## TEXTE SOURCE
------------------------------------------------------------

Publié dans "La vie du diocèse du Puy" le 5 février 1965


Courant janvier j'ai reçu une lettre qui commençait ainsi:


MONSEIGNEUR,

« Tu ne trouves pas qu'il y a de l'abus et que tu manques de respect au bon Dieu en le tutoyant et en obligeant tous les diocésains à faire de même?

« Je m'excuse, Monseigneur, de cette forme grammaticale, irrespectueuse, mais qui vous fera toucher du doigt l'émotion et la gêne ressentie par tous les parossiens de X..., obligés de réciter les prières de la messe dans la nouvelle traduction française de la hiérarchie. »

Puis après avoir exposé quelques arguments pour justifier cette réaction, mon correspondant ajoutait:

« Je souhaite, Monseigneur, que beaucoup de vos diocésains aient le courage de vous dire leur opinion sur le tutoiement adressé à Dieu. L'Eglise de France ne doit pas contribuer à détruire, mais à maintenir la vieille politesse française dont le langage est une des manifestations tangibles. »


Après avoir réfléchi, j'ai répondu à mon correspondant. Sa lettre était une lettre sérieuse, qui traduisait une souffrance. Voici, à peu près, les remarques que je lui ai cordialement présentées.

1. Il est de fait qu'aussi bien en latin qu'en grec et en araméen c'est la deuxième personne du singulier qui est employée dans les textes bibliques, quand on s'adresse à Dieu. Cette façon de parler à Dieu en grec ou en latin était en usage depuis toujours dans les prières de la messe (Kyrie eleison, Laudamus te...).

2. II est de fait encore que par souci de fidélité les traductions modernes des textes bibliques ont gardé en français la deuxième personne du singulier pour s'adresser à Dieu. La traduction de Crampon qui date déjà du siècle dernier tutoie Dieu sans scandale. De même la traduction de l'Ecole biblique de Jerusalem dont le texte a passé maintenant dans le bréviaire, dans le missel et même dans le chant des psaumes en français: « Pitié pour moi, Seigneur, en ta bonté... »

3. Depuis longtemps, d'ailleurs, nous avons tutoyé Dieu sans éprouver de gêne ou d'étonnement dans certains de nos vieux cantiques populaires comme: « Parle, commande, régne... Je crois en toi, mon Dieu... »

4. Il n'est d'ailleurs pas juste de ramener à la deuxième personne du pluriel la seule forme de politesse! Comme on en discutait assez vivement au cours d'une assemblée plénière de l'épiscopat français, l'un de nous rappela opportunément, avec un sourire malicieux, l'opinion du cardinal Grente. L'illustre prélat, académicien, affirme que « dans la langue française, quand on s'adresse à Dieu, le tutoiement est la forme supérieure du respect ».

------------------------------------------------------------

## FICHES
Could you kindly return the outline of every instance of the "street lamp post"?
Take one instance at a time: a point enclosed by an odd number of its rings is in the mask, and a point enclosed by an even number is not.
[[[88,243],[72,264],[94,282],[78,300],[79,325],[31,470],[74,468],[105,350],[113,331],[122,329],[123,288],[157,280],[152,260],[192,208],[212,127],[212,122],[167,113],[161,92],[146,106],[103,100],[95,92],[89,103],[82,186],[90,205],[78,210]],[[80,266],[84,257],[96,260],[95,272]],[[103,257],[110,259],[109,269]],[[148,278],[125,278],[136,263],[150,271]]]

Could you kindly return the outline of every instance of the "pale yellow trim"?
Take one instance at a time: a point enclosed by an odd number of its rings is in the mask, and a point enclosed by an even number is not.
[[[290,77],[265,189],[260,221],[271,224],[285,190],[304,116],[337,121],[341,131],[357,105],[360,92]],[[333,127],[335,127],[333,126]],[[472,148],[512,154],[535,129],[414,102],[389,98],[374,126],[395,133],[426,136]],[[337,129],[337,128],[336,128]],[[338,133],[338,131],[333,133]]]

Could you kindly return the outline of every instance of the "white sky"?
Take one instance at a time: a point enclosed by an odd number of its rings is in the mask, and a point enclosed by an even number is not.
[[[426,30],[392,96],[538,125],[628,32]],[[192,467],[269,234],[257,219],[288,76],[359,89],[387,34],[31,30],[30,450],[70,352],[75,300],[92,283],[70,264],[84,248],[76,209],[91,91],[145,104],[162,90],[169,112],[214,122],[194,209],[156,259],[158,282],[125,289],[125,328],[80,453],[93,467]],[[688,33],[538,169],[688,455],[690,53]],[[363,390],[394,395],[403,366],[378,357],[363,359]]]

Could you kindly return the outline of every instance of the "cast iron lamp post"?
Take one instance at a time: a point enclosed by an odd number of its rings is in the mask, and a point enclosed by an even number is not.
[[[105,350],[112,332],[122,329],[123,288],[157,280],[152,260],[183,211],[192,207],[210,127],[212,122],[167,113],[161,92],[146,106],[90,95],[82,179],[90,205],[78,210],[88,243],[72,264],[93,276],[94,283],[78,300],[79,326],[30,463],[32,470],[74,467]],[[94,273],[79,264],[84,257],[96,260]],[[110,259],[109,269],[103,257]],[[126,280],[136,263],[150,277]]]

------------------------------------------------------------

## À FAIRE
a: Dans l'article sur le tutoiement de Dieu, recopie le passage qui commence par les mots contenant "1. Il est de" et finit par "eleison, Laudamus te...).", en remplaçant "araméen" par "hébreu".
b: Quelles langues l'article sur le tutoiement de Dieu mentionne-t-il ? Donne-les toutes.

## CORRIGÉS
a:
1. Il est de fait qu'aussi bien en latin qu'en grec et en hébreu c'est la deuxième personne du singulier qui est employée dans les textes bibliques, quand on s'adresse à Dieu. Cette façon de parler à Dieu en grec ou en latin était en usage depuis toujours dans les prières de la messe (Kyrie eleison, Laudamus te...).

b: latin, grec, araméen, français